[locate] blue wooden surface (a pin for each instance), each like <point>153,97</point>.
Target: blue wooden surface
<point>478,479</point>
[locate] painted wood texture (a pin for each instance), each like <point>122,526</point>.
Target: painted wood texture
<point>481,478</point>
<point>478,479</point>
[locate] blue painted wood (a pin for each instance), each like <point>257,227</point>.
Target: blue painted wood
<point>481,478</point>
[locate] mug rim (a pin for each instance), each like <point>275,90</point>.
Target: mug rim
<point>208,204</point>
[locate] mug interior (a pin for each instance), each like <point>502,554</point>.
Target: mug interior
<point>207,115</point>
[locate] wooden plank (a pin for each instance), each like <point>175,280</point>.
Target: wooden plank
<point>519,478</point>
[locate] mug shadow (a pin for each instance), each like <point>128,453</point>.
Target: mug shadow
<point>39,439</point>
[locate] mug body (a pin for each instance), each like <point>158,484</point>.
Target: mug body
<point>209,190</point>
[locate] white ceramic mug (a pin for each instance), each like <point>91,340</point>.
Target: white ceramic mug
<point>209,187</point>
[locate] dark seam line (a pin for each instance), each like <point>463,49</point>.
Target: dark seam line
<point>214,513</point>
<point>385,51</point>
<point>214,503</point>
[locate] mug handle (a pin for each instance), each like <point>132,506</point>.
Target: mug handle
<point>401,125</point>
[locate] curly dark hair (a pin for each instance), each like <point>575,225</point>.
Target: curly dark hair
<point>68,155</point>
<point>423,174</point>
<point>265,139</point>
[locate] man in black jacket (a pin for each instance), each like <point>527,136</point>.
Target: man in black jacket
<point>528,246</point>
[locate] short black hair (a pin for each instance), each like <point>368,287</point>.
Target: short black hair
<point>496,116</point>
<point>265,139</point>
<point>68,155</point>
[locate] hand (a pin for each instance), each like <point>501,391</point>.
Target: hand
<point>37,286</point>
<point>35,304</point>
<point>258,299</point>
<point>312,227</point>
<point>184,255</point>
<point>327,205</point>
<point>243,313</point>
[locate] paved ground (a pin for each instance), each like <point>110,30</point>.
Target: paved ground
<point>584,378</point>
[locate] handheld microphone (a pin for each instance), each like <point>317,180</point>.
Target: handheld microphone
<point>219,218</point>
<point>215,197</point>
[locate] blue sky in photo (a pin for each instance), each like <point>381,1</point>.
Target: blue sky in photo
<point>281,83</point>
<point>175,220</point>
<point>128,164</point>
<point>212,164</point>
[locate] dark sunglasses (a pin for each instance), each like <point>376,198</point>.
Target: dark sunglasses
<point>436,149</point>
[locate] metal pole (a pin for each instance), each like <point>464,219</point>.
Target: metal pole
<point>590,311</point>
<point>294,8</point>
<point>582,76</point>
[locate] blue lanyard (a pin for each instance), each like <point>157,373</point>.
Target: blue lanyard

### INSTRUCTION
Copy all of the material above word for word, from its first line through its last.

### THE COMPLETED TASK
[locate] blue wooden surface (a pin for each instance), each like <point>153,97</point>.
Target: blue wooden surface
<point>478,479</point>
[locate] painted wood texture (a pin for each instance), each like <point>122,526</point>.
Target: painted wood texture
<point>481,478</point>
<point>478,479</point>
[locate] blue painted wood (a pin for each instance), each like <point>257,227</point>.
Target: blue painted wood
<point>481,478</point>
[locate] mug rim (a pin for each instance), each like <point>275,90</point>.
Target: mug rim
<point>208,204</point>
[locate] mug interior (a pin for each instance), each like <point>502,554</point>.
Target: mug interior
<point>207,115</point>
[locate] wooden plank (a pin for each instance), each like <point>175,280</point>.
Target: wooden plank
<point>519,478</point>
[locate] mug shadow (a pin for each instance), each like <point>128,453</point>.
Target: mug shadow
<point>39,439</point>
[locate] mug body (a pin for each instance), each like <point>158,484</point>.
Target: mug body
<point>209,190</point>
[locate] white ceramic mug (a pin for each instance), each like <point>91,340</point>.
Target: white ceramic mug
<point>209,187</point>
[locate] dark seam line (a pin for each instance), each like <point>463,49</point>.
Target: dark seam line
<point>214,513</point>
<point>385,51</point>
<point>214,503</point>
[locate] mug handle (a pin for each instance), each like <point>132,506</point>.
Target: mug handle
<point>401,125</point>
[locate] curly dark hair (a pin for each instance), each like <point>575,225</point>.
Target: curly dark hair
<point>68,155</point>
<point>423,174</point>
<point>265,139</point>
[locate] man in black jacket (a pin for each instance), each like <point>527,136</point>.
Target: man in black jacket
<point>528,246</point>
[locate] short black hair (a pin for each instance), each like <point>368,287</point>.
Target: short black hair
<point>496,116</point>
<point>265,139</point>
<point>68,155</point>
[locate] hand (a pin for each instance), each like <point>501,391</point>.
Target: hand
<point>37,286</point>
<point>35,304</point>
<point>258,299</point>
<point>312,227</point>
<point>184,255</point>
<point>327,205</point>
<point>243,313</point>
[locate] paved ground (a pin for each instance), each like <point>110,30</point>.
Target: paved ground
<point>584,378</point>
[locate] handheld microphone (a pin for each instance), each like <point>317,180</point>.
Target: handheld microphone
<point>219,218</point>
<point>215,197</point>
[locate] blue sky in photo (a pin for each instance), each like <point>381,1</point>.
Target: blue sky in photo
<point>281,83</point>
<point>175,220</point>
<point>128,164</point>
<point>212,164</point>
[locate] dark sunglasses (a pin for each instance), each like <point>376,198</point>.
Target: dark sunglasses
<point>436,149</point>
[locate] metal pole (a pin for each instance), each like <point>464,219</point>.
Target: metal pole
<point>590,311</point>
<point>294,8</point>
<point>582,76</point>
[locate] blue lanyard (a pin for each instance), each like <point>157,373</point>.
Target: blue lanyard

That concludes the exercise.